** Opening Data extract block **

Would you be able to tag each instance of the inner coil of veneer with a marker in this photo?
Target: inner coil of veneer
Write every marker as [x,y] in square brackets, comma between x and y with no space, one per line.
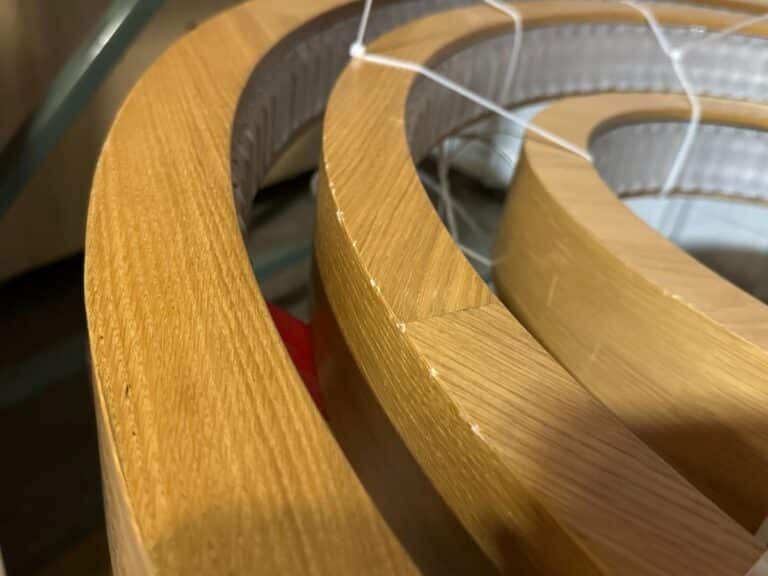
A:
[451,369]
[676,351]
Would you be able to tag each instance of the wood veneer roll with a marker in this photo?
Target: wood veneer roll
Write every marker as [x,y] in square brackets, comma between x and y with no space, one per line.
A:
[215,460]
[676,351]
[481,409]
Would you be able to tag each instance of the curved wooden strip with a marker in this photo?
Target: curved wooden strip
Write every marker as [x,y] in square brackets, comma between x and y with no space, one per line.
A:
[215,459]
[494,422]
[676,351]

** Closing Data extract block **

Assignment
Leave the pictures out and reproduce each record exactly as written.

Problem solution
Would you be able to tag each instance of the inner coil of veneer with a marker in this photo?
Target: inner coil of veneer
Write every marker as [x,y] in square brackets, comma between x and y with no space, one per line.
A:
[451,369]
[676,351]
Would you be able to tag each instance of the wood veneer roll with a marker in this photo?
Target: wood veneer roll
Write every marker as [x,y] in square brackets, comma between x and y with no space, one per line.
A:
[215,460]
[676,351]
[481,409]
Would you be able to tag each instance of the curved wooden strip with a marker in this photo?
Target: curved wooden strip
Write every marker as [x,y] in square brackets, comma between x and y with no space, one per line.
A:
[215,459]
[494,422]
[676,351]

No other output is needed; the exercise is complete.